SOURCE DATA:
[start]
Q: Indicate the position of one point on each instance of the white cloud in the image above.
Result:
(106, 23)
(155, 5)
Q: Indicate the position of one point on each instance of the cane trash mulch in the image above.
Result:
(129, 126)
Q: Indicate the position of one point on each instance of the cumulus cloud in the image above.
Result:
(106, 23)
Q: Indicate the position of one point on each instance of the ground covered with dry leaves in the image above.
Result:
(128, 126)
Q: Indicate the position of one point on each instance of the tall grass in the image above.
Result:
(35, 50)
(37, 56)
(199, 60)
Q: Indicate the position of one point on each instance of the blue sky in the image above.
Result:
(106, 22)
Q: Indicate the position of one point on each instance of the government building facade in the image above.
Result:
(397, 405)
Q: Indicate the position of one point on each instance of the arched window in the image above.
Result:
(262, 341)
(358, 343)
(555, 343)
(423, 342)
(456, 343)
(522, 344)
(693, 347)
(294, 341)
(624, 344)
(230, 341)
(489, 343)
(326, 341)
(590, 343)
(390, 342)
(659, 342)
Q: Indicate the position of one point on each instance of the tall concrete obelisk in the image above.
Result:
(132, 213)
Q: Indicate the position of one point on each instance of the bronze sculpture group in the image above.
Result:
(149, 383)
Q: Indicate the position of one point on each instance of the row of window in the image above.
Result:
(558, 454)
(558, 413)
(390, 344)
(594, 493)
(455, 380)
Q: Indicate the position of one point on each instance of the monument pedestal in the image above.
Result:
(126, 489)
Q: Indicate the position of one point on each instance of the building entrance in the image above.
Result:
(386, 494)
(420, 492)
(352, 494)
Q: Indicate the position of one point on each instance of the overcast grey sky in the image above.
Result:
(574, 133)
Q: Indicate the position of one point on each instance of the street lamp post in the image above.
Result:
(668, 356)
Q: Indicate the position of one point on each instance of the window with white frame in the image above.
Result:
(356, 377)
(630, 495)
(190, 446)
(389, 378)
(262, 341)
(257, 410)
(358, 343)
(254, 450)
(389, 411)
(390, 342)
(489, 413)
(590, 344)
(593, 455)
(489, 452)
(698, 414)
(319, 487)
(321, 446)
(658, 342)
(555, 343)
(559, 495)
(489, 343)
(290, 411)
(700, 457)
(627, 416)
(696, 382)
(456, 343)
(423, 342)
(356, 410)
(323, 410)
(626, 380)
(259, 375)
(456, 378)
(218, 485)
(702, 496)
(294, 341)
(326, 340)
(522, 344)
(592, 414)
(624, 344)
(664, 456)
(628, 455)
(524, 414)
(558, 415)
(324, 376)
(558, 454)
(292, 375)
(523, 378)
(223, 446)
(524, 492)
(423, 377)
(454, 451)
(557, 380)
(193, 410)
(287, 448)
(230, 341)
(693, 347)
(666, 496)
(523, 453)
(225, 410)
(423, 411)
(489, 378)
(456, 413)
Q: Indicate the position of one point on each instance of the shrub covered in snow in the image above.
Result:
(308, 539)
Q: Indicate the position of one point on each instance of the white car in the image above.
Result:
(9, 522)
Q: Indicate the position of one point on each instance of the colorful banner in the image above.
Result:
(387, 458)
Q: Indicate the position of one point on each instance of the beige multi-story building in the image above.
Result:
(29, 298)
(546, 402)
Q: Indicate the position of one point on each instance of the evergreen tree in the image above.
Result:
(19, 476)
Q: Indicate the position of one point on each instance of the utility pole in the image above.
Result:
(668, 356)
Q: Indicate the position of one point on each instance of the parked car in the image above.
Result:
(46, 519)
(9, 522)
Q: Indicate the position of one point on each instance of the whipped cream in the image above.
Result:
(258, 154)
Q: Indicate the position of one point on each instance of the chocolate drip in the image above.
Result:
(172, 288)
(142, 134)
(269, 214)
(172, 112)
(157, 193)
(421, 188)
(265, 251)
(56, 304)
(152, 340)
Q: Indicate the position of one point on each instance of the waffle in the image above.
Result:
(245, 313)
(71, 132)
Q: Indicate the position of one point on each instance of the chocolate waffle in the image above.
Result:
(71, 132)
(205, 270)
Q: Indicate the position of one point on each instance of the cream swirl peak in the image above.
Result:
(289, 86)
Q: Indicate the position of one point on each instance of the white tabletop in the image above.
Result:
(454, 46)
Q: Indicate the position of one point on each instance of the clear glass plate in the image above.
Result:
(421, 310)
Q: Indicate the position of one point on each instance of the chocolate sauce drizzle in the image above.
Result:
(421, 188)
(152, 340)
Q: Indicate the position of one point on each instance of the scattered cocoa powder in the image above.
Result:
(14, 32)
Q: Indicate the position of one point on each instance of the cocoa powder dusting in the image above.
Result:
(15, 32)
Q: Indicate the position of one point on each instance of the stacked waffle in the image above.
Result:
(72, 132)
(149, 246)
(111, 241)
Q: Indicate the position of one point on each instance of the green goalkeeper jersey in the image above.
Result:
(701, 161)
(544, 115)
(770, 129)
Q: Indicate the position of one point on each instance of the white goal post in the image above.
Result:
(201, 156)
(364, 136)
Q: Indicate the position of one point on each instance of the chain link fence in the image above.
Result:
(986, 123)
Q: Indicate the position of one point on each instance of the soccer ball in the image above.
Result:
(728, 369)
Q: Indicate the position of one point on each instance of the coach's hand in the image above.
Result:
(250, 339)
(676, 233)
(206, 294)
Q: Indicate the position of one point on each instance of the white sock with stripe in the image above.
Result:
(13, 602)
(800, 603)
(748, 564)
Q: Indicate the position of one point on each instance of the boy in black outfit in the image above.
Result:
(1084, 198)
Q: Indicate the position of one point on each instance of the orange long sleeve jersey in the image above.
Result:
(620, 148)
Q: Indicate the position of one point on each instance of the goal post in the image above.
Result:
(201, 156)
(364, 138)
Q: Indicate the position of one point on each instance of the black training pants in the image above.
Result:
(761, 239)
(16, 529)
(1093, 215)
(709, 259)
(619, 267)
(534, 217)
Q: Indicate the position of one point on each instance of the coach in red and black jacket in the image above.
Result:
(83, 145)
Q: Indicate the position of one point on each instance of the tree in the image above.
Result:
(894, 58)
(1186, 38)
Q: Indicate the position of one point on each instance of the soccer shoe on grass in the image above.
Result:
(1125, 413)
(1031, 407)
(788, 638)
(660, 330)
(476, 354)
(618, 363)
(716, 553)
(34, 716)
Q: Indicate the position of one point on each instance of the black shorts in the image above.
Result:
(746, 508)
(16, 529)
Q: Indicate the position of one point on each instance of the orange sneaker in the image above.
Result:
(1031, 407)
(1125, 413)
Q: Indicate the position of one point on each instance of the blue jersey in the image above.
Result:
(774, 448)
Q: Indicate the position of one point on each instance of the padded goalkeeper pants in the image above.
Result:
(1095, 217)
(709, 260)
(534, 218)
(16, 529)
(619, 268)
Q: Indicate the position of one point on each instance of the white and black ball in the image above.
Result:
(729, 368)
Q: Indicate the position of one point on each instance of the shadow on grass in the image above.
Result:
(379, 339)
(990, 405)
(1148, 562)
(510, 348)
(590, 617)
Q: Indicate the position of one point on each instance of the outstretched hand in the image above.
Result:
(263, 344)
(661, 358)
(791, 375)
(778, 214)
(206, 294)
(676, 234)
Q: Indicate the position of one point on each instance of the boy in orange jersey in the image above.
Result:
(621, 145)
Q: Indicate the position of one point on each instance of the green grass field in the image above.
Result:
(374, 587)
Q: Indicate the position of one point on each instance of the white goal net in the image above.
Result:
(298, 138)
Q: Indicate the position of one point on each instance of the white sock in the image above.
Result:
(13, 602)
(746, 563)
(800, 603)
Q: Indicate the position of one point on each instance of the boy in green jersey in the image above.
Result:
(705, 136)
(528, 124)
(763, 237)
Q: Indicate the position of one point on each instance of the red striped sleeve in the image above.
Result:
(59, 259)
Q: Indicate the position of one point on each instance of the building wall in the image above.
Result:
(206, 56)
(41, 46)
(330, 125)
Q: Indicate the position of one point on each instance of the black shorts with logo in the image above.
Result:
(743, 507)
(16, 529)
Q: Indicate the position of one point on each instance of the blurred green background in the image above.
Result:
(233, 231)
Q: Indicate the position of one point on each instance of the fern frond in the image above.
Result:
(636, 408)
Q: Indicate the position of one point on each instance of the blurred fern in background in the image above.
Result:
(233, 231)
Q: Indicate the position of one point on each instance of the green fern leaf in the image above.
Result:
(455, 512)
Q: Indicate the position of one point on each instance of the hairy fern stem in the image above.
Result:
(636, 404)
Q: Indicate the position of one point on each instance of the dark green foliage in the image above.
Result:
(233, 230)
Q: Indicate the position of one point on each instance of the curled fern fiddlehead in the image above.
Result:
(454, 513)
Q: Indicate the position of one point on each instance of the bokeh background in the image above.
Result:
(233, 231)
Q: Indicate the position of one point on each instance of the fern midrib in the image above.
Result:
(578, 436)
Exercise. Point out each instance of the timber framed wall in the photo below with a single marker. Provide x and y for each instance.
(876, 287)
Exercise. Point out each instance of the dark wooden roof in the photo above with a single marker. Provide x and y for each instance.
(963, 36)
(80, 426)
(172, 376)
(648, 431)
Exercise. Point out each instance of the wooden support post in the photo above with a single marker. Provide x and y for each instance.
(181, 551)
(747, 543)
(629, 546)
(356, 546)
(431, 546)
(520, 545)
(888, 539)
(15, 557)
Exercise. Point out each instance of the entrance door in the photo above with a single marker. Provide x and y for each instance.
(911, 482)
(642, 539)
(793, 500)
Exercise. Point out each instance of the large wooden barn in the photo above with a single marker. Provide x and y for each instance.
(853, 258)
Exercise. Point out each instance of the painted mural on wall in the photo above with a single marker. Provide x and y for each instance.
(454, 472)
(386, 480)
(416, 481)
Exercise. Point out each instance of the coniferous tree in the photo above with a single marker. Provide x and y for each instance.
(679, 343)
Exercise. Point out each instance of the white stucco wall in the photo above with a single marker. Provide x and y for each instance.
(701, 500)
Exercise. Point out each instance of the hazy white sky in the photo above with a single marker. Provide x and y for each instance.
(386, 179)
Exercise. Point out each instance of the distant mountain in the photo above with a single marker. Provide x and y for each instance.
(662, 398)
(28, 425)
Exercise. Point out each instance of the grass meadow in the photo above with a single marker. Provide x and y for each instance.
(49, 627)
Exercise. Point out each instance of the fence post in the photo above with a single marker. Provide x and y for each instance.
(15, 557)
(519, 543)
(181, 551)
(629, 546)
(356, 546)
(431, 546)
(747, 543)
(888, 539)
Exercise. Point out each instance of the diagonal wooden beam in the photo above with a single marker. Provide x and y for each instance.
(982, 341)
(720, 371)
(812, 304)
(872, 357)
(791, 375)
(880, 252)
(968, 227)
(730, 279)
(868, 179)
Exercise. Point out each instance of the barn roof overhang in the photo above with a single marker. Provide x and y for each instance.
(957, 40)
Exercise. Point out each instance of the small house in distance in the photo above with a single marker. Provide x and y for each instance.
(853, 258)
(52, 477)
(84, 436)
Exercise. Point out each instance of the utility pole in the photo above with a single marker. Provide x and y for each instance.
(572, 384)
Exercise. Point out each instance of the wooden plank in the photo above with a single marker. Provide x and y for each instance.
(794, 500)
[end]
PROBLEM TO WORK ON:
Exactly reproduce the lines beginning with the one that contains "Exercise. Point out each instance of the fence" and ending with the last line of the material, both included. Leave out everything else.

EXERCISE RESPONSE:
Exercise. Point out each instance of the fence post in the photo above with a single marker. Provide x and y for each instance.
(15, 557)
(519, 543)
(181, 551)
(629, 546)
(356, 546)
(431, 546)
(747, 543)
(888, 539)
Exercise. Point out each instance of the diagonal wooden beam in the photo above with a single marker. Provide x and y for each instance.
(982, 341)
(720, 371)
(812, 304)
(872, 357)
(791, 375)
(880, 252)
(968, 227)
(730, 279)
(868, 179)
Exercise. Point out each instance of the barn roof overhang in the photo above with a single marker. Provide x and y for each instance.
(957, 40)
Exercise. Point out each instance of the small house in distance in the photo above with a single marker. Provide x and y for each instance.
(853, 258)
(52, 477)
(84, 436)
Exercise. Point out each instance of the utility pole in the photo above with a single marker. Provide x and y for each instance.
(572, 384)
Exercise. Point out each instance of the wooden plank in the photo above with a single marker. Provide x and y for each instance.
(794, 500)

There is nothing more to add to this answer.